- [Article]:

·····

Dakar street en Dem Dikk - Bus

Dem Dikk1

dem dikk2

litt Dem Dik : Aller Retour. Le nom donné aux gros bus bleus de la ville.

Samedi 23 Août 2014. Aujourd'hui, j'avais le temps, j'ai pensé à mes économies et j'avais envie d'être avec les millions de Dakarois, de voir la ville à son rythme. J'ai pris le « Dem Dikk », au marché Castor, après avoir marché des Maristes (mon quartier «enclavé» comme on le décrit ici), et été prise en taxi- stop par deux jolies étudiantes en médecine rencontrées sur le chemin.

J'aurai pu prendre un carapide, ce petit camion multicolore emblématique du Sénégal, où une quinzaine de personnes peuvent s'entasser, dont les fenêtres, découpées dans la tôle sont recouvertes de bâches quand il pleut. La décoration des carapides n'est pas laissée au hasard, un lieu et des peintres sont dédiés à cet art et le propriétaire choisit uniquement les textes des peintures. Elles varient entre Dieu merci, en wolof, Alhamdoulillah, Merci et gloire au nom des serignes mourides (chefs religieux d'une confrérie musulmane sénégalaise), Dieu est grand, Talibé Cheikh, Bakh yaye (bonne mère)...

Prières protectrices bien ancrées en tous et pour les conducteurs rebelles, tout est volonté de Dieu, donc on peut foncer ! A l'image des carapides, nous serons immortels, pollueurs certes, mais toujours réparables, voire au paradis, Inchallah !

J'aurai aussi pu prendre le Diagndiagne, les camions blancs, bien moins décorés et un peu plus grands. Ces cars ont tous un jeune « apprenti », suspendu à leurs portes arrières, qui vole presque au gré des battements des portes, il saute et monte et descend et court à chaque arrêt en criant à répétition la destination. Il encaisse et tapote sur la porte pour faire signe au chauffeur de démarrer ou s'arrêter : les sons du carapide et de son moteur toussotant.

 

J'ai attendu un de ces gros bus bleu, sous un abri bus aux couleurs bleue et jaune bardé d'affichettes déchirées de concerts et de publicités. Oui, je me suis abritée, car enfin il pleut !

Juste derrière l'abri bus, un homme taille des noix de coco ; à côté, une jeune femme essuie son petit étal de sachets de cacahuètes, sucrées, salées, de noix de cajou, de cola, et de petits cailloux gris que mangent les femmes.

Avec moi, debout, assis, des jeunes, des plus ou moins jeunes, un rasta fou de la rue aux ongles de griffes. Des fillettes mendiantes courent aux fenêtres des bus pour une petite pièce. Je venais de les croiser, d'habitude sur le rond point, elles étaient agglutinées avec les mamans, d'autres enfants, des handicapés le long d'un bâtiment pour se protéger de la pluie.

·····

- [Consignes]:
1) Recopiez fidèlement le passage de l'article sur les bus de Dakar qui s'ouvre sur les mots contenant « Prières protectrices bien » et se clôt sur « enfin il pleut ! ».
2) Traduisez en anglais, s'il vous plaît, cette phrase de l'article sur les bus de Dakar : « J'ai attendu un de ces gros bus bleu, sous un abri bus aux couleurs bleue et jaune bardé d'affichettes déchirées de concerts et de publicités. »

- [Données fournies]:
·····

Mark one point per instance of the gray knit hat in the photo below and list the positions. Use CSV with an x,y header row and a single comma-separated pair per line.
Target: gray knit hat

·····

- [Corrigés]:
1)
Prières protectrices bien ancrées en tous et pour les conducteurs rebelles, tout est volonté de Dieu, donc on peut foncer ! A l'image des carapides, nous serons immortels, pollueurs certes, mais toujours réparables, voire au paradis, Inchallah !

J'aurai aussi pu prendre le Diagndiagne, les camions blancs, bien moins décorés et un peu plus grands. Ces cars ont tous un jeune « apprenti », suspendu à leurs portes arrières, qui vole presque au gré des battements des portes, il saute et monte et descend et court à chaque arrêt en criant à répétition la destination. Il encaisse et tapote sur la porte pour faire signe au chauffeur de démarrer ou s'arrêter : les sons du carapide et de son moteur toussotant.

 

J'ai attendu un de ces gros bus bleu, sous un abri bus aux couleurs bleue et jaune bardé d'affichettes déchirées de concerts et de publicités. Oui, je me suis abritée, car enfin il pleut !

2) I waited for one of those big blue buses under a blue-and-yellow bus shelter plastered with torn flyers for concerts and advertisements.